━━━━━ KUTIPAN HALAMAN ━━━━━
SEBAGAI manusia biasa, jika hidupnya tidak diliputi dengan rasa syukur, maka perjalanan akan terasa berat. Inilah yang bisa kita soroti dari kisah Abas Baswan yang dahulu seorang pemusik, kini harus berjuang melawan penyakitnya yang sudah genap 4 tahun. Menjaga rasa syukur dan semangat yang tinggi adalah cara Abas mengahadapi hari-harinya.
Baca juga: LAZ Al Azhar dan Kader Lokal Gelar Kegiatan Posbindu di Haurngombong
Sebelum divonis mengidap penyakit stroke, Abas Baswan adalah seorang pekerja yang fokus membuat iklan pesanan kliennya, sehingga penghasilannya tidak menentu. Ketika ia sakit, keadaan keluarga semakin memprihatinkan.
Andri Astuti, sebagai istri harus menggantikannya menjadi tulang punggung dengan pekerjaan yang tidak seberapa. Menghasilkan uang dengan cara berjualan Wingko Babat, menjadi ojek untuk tetangga, dan penghasilan dari anak pertama yang bekerja di Surabaya Rp800.000 setiap bulan.
Ayah dengan dua orang anak ini tinggal di Pengasinan, Sawangan, Depok. Selama empat tahun, Abas harus menjalani hari-harinya dengan kursi roda atau berdiam diri di rumah, karena penyakitnya membuat ia tidak mampu berjalan dan berbicara. Sakit strokenya berawal dari suara yang serak, kemudian keluarga berinisiatif untuk membawanya ke RSUD.
Ketika di RSUD ia masih bisa berjalan dan masih bisa berbicara, tetapi setelah pulang dari sana, ia merasa tidak bisa apa-apa. Hal ini juga yang menciptakan trauma Abas sehingga tidak mau lagi dibawa ke rumah sakit. Ia merasa keadaannya semakin memburuk ketika keluar dari rumah sakit.
━━━━━ KUTIPAN CATATAN ━━━━━
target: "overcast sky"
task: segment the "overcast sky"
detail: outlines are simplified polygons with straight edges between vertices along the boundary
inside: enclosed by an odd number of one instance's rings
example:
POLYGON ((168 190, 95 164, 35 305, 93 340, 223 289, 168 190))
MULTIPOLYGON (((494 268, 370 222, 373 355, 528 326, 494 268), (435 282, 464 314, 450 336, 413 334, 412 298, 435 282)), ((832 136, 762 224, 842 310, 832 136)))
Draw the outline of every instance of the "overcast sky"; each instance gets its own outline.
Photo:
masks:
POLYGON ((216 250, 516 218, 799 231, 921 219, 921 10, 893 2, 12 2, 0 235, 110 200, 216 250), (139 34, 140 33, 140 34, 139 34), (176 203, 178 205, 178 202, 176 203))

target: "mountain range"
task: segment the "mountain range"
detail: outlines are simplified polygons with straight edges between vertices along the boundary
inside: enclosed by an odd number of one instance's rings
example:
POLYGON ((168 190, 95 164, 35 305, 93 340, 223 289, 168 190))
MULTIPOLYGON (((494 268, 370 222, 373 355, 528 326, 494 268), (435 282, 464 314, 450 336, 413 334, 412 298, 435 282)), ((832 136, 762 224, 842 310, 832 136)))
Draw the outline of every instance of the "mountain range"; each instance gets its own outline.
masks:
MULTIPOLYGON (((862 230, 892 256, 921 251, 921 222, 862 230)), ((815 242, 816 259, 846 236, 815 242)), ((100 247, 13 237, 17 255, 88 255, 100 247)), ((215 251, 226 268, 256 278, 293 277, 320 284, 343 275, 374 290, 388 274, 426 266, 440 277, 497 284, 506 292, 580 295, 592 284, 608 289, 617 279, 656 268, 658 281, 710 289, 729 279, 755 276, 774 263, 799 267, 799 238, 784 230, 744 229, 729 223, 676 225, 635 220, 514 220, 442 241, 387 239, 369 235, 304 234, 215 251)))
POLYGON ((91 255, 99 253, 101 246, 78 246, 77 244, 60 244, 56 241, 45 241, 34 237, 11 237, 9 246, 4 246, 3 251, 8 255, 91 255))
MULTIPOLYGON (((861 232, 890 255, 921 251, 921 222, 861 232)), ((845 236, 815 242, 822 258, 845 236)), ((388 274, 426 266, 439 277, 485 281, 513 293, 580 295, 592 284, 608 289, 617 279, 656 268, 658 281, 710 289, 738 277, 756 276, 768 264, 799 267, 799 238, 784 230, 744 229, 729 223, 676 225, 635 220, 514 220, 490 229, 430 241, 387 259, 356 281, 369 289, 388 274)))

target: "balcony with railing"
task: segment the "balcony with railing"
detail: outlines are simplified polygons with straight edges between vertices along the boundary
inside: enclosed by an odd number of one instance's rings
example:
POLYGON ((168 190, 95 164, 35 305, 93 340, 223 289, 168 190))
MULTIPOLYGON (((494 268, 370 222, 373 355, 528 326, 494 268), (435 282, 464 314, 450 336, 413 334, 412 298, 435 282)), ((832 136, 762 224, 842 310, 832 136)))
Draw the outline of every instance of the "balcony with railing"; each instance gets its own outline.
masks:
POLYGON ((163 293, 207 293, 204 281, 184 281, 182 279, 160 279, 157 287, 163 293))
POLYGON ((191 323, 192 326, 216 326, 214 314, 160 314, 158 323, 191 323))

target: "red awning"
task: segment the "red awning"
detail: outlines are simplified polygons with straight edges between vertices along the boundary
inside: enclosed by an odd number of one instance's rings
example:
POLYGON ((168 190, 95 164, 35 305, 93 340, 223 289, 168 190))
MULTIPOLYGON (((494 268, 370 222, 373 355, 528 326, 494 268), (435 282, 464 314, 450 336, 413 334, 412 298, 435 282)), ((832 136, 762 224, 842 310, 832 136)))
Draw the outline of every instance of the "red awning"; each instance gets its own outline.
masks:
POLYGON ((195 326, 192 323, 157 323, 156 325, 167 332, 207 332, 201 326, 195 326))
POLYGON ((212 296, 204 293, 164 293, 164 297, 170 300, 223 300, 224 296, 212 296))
━━━━━
**KETENTUAN TUGAS:**
• A. Menurut kisah Abas Baswan, di mana Abas tinggal bersama keluarganya?
• B. Lanjutkan kisah Abas Baswan mulai dari kalimat terakhirnya.

**BAGIAN JAWABAN:**
• A. Di Pengasinan, Sawangan, Depok.

• B.
Adri Astuti mengatakan bahwa suaminya itu tidak mau dibawa lagi ke rumah sakit. Bahkan tidak mau meminum obat-obatan dari rumah sakit. Sekarang, ikhtiarnya untuk pulih hanyalah dengan obat-obatan herbal dan terapi. Itu pun tergantung pada kondisi keuangan keluarga.
“Dia trauma, gak mau lagi ke rumah sakit. Gak mau minum obat dan gak mau dirawat lagi, hanya ingin pulang. Selama 4 tahun ini, dia gak mau minum obat dokter sama sekali. Jadi kalau ada sedikit rezeki, saya lebih baik ngasih obat-obatan herbal, seperti propolis, madu, dan obat herbal lainnya. Proses penyembuhannya Cuma pakai obat herbal, itu pun enggak secara terus-menerus karena kekurangan biaya. Selain obat herbal, Bapak juga terapi tetapi enggak rutin tergantung kondisi keuangan,” ujarnya.
Bukan hanya keluarga yang memiliki semangat tinggi dan mendukung kesembuhannya, masyarakat dan para tetangga juga memberikan dukungan penuh terhadap Abas, baik dari segi materi, tenaga, obat-obatan, dan lain-lain. Abas adalah orang yang sebatang kara.
Ia hanya memiliki saudara dari keluarga istrinya. Dengan kondisinya yang sekarang, ia memiliki keinginan untuk pulang kampung dan rumah yang mereka tempati saat ini akan dijual.
Sebagai bentuk kepedulian dan dukungan atas semangat juang Abas Baswan, LAZ Al Azhar menyalurkan dana bantuan dan paket sembako. Dana tersebut akan dimanfaatkan untuk biaya transportasi ke kampung halaman yang ada di Bojonegoro.
Adri Astri, selaku sang istri mengucapkan rasa haru dan banyak terima kasih kepada LAZ Al Azhar karena sudah memberikan dana bantuan dan sembako guna menunjang keberangkatannya ke kampung halaman.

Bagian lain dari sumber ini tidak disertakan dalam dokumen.